[[ Quoted passage open ]]

Douglas said she started to pray aloud. “God, please cover him,” she implored. “Spare his life, send us help.”
Ambulances arrived. As emergency medical personnel lifted the man on a gurney, Douglas said, she saw a car key drop from somewhere on his body. It clinked on the pavement. Then, another small metal object fell.
“That’s a shell casing,” one of the first responders said, realizing that the man had been shot.
About an hour later, at 7:05 p.m., police said, the suspect tried to carjack another vehicle, in the 1000 block of Third Street NE but was unsuccessful.
About 10 minutes after that, Carroll said, the man confronted another driver, in the 1200 block of Third Street NE, near the NoMa Gallaudet Metro station, a little more than a mile from the K Street attack. Carroll said the assailant fatally shot the victim and stole a 2016 gray Chrysler 200.
Carroll said that by this time, investigators suspected the same assailant was responsible for the three attacks. He said a person who was interviewed by investigators at the K Street scene knew the suspected shooter and helped police identify him. They put an image of a man on the social media platform X, formerly Twitter, and broadcast an alert for the Chrysler, which police found abandoned a short time later in Prince George’s County, Carroll said.
Police said the man then carjacked a Toyota Camry from a ride-share driver in Takoma Park in Montgomery County. After that, police said, he carjacked a Nissan Rogue in University Park in Prince George’s County.

[[ Quoted passage closed ]]
[[ Extracted data open ]]

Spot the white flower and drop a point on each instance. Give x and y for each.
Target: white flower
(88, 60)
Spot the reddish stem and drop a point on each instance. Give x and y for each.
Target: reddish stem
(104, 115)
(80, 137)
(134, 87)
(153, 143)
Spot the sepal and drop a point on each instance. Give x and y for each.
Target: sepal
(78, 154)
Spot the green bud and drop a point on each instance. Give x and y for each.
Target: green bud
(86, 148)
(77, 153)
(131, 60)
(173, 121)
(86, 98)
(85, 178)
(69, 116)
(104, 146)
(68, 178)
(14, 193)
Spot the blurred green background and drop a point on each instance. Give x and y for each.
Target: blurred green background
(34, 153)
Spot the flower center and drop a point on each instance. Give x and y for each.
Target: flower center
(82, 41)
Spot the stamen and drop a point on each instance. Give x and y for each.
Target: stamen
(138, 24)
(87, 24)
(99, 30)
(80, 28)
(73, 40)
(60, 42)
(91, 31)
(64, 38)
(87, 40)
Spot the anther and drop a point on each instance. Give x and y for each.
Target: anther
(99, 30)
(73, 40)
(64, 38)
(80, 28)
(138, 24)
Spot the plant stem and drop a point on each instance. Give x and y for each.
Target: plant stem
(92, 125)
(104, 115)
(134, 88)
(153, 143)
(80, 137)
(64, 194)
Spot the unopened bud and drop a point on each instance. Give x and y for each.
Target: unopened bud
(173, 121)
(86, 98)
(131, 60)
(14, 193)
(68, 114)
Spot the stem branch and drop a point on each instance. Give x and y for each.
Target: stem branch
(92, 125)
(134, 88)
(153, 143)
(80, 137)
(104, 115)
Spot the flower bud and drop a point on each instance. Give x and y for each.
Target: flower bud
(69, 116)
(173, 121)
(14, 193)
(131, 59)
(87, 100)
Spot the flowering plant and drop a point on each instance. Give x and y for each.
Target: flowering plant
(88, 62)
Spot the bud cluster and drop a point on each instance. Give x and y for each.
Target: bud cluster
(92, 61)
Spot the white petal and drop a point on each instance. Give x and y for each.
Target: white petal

[[ Extracted data closed ]]

▶ Required work
[1] Summarize the account of the shooting and carjackings in two sentences.
[2] Answer these questions from the account of the shooting and carjackings:
(a) What was the first object seen dropping from the man as he was lifted onto the gurney?
(b) At what time did the suspect make the unsuccessful carjacking attempt?
(c) From whom did the man take the Toyota Camry?

▶ Solutions in order
[1] As emergency medical personnel lifted a man onto a gurney, a shell casing fell from his body and a first responder realized he had been shot. Police said the suspect then failed in a carjacking attempt, fatally shot a driver near the NoMa Gallaudet Metro station and stole a Chrysler, and, after being identified with help from a person at the K Street scene, carjacked a Toyota Camry in Takoma Park and a Nissan Rogue in University Park.

[2]
(a) A car key.
(b) At 7:05 p.m.
(c) From a ride-share driver.